(EXTRACT)
Science trumps junk in treating autism

Penn State Harrisburg researchers help parents and practitioners sort through facts and fads.
Child by swing set

Autism should be treated according to proven scientific approaches, say Penn State Harrisburg researchers.

Credit: Patrick Mansell

MIDDLETOWN, Pa. -- Kimberly Schreck has met families who spent thousands of dollars, even remortgaged their homes, to pay for unproven treatments to try to help their autistic children. 

Desperate parents sometimes will try almost anything.

"As a mom, I get that," says Schreck, professor of psychology at Penn State Harrisburg.

She and her colleague, Professor of Psychology Richard Foxx, are helping families cut through the hype and zero in on the most effective treatments to help children with autism. They want to save families time, money and disappointment.

Autism is a confusing range of complex neurodevelopment disorders characterized by social impairments, communication difficulties and repetitive behaviors. The Centers for Disease Control and Prevention estimates that one in 88 children has been identified with autism spectrum disorder. Boys are four times more likely than girls to have some form of autism.

"They're such perplexing children," Foxx says. "They may show these splinter skills [skills mastered well ahead of a child's usual developmental sequence], which makes it difficult for parents. It's maddening."

Foxx and Schreck conduct research on successful methods for treating autism. They've seen plenty of unproven, ineffective methods over the years. Foxx calls them "fad treatments," cautioning that practitioners give parents false hope with no clinical proof to back up their claims. Schreck labels them "junk science."

"Some are out for money," she says. "Others really do care about the children, but they're not testing whether what they are doing works."

While some doctors tell parents that alternative treatments can't hurt, Schreck disagrees. A child with autism may need as much as 40 hours of effective behavioral services a week, she explains. When a family's weekly involvement in seeking treatment includes four hours of massage therapy, six hours of sitting with head phones on listening to random sounds and two hours having the child's urine analyzed, valuable time is lost for methods that actually work.

Schreck and Foxx steer families toward applied behavior analysis (ABA), which teaches behaviors through a system of rewards and consequences. The National Institutes of Mental Health, the Surgeon General and the American Academy of Pediatrics have endorsed ABA as the clinical standard-of-care treatment for autism.

Applied behavior analysis is based on more than 40 years of research and experimentation with people and animals, using scientifically based principles of learning that apply to everyone. It focuses on principles that explain how learning takes place -- what causes a new behavior to be learned or an old one to be changed. This information can be used to motivate everyone from disruptive fourth graders to business
 executives to learn to behave in ways that benefit them.

(TASK SET)
(1) From the autism treatment article, copy the passage that begins at the words "Penn State Harrisburg researchers help" and stops after the words "try almost anything.".
(2) In the autism treatment article, how many hours of effective behavioral services a week may a child with autism need?

[Excerpts from a dataset]
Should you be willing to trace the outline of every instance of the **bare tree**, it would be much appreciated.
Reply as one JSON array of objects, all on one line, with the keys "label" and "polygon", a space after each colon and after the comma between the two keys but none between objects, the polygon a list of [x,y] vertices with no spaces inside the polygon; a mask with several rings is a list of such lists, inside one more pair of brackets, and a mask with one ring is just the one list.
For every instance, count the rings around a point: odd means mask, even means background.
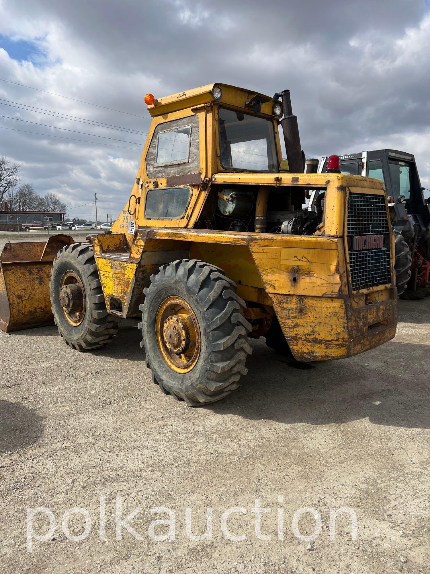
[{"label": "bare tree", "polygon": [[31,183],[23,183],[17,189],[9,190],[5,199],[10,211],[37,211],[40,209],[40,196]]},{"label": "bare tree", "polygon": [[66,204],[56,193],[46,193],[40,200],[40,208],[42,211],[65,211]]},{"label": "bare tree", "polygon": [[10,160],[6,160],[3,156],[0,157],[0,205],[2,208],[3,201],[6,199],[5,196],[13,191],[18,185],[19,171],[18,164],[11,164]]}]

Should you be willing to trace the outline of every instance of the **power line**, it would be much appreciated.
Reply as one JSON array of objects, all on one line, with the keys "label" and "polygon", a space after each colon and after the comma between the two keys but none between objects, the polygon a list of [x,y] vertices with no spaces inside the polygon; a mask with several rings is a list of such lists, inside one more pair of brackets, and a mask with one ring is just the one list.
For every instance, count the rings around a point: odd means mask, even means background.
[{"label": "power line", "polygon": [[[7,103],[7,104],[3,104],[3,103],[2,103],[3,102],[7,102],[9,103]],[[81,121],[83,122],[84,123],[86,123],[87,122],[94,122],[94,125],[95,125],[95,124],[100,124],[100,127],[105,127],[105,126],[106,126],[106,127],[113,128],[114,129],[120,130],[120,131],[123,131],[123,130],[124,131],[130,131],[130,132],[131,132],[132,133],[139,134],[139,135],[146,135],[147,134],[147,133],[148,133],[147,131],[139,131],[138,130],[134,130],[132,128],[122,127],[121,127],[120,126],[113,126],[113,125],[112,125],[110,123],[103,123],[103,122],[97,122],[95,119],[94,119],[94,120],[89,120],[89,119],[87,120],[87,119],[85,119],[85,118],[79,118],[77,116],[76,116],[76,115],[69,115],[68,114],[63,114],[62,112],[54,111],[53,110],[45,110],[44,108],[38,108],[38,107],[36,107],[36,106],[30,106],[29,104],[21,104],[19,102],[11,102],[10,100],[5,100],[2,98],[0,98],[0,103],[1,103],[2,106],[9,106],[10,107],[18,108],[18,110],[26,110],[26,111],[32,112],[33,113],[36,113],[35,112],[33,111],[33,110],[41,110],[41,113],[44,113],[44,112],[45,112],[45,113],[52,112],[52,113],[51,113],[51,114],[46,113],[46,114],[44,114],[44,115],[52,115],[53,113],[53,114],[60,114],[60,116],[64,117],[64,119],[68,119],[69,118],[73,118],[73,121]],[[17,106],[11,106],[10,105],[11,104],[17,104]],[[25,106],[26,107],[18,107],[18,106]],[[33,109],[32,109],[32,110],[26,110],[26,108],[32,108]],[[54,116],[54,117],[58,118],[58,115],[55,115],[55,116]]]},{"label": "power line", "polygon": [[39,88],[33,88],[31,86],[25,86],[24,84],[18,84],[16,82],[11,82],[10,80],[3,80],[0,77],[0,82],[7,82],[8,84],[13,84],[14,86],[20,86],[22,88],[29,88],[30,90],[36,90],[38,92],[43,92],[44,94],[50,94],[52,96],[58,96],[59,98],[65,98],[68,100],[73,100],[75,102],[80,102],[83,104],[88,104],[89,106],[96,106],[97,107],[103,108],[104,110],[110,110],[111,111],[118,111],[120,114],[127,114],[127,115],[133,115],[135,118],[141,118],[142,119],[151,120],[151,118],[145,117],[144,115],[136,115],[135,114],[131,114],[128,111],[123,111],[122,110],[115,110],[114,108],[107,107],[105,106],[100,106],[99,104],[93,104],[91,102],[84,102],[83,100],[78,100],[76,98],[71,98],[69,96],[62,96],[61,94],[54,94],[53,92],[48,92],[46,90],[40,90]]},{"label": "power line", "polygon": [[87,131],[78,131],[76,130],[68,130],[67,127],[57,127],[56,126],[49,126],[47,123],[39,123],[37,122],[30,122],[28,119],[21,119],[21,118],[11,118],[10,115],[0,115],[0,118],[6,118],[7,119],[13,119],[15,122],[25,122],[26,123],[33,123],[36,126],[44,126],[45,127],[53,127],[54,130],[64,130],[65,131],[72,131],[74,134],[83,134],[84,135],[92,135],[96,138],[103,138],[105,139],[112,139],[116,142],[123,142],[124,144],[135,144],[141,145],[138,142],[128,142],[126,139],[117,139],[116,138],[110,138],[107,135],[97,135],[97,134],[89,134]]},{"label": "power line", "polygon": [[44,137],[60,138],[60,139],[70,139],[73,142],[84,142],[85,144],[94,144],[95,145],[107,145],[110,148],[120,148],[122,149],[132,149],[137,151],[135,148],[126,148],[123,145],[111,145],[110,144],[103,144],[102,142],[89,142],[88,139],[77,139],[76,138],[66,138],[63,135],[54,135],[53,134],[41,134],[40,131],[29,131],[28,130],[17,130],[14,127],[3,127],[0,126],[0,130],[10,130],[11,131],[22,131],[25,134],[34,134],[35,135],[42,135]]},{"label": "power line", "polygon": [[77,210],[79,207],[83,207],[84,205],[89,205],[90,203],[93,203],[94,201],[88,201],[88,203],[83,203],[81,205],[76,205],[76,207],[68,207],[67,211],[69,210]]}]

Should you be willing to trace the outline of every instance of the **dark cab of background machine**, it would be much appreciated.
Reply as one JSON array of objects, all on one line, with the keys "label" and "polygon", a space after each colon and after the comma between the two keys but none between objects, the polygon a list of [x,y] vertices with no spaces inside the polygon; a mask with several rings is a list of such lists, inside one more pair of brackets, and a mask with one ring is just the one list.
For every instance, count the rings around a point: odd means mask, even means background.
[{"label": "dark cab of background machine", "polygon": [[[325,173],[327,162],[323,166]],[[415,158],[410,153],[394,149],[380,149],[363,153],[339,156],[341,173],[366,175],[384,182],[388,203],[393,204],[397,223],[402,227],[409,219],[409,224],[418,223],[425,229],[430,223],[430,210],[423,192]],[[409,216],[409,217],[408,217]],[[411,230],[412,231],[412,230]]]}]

(TASK-BY-TASK SOLUTIONS)
(1)
Penn State Harrisburg researchers help parents and practitioners sort through facts and fads.
Child by swing set

Autism should be treated according to proven scientific approaches, say Penn State Harrisburg researchers.

Credit: Patrick Mansell

MIDDLETOWN, Pa. -- Kimberly Schreck has met families who spent thousands of dollars, even remortgaged their homes, to pay for unproven treatments to try to help their autistic children. 

Desperate parents sometimes will try almost anything.

(2) As much as 40 hours a week.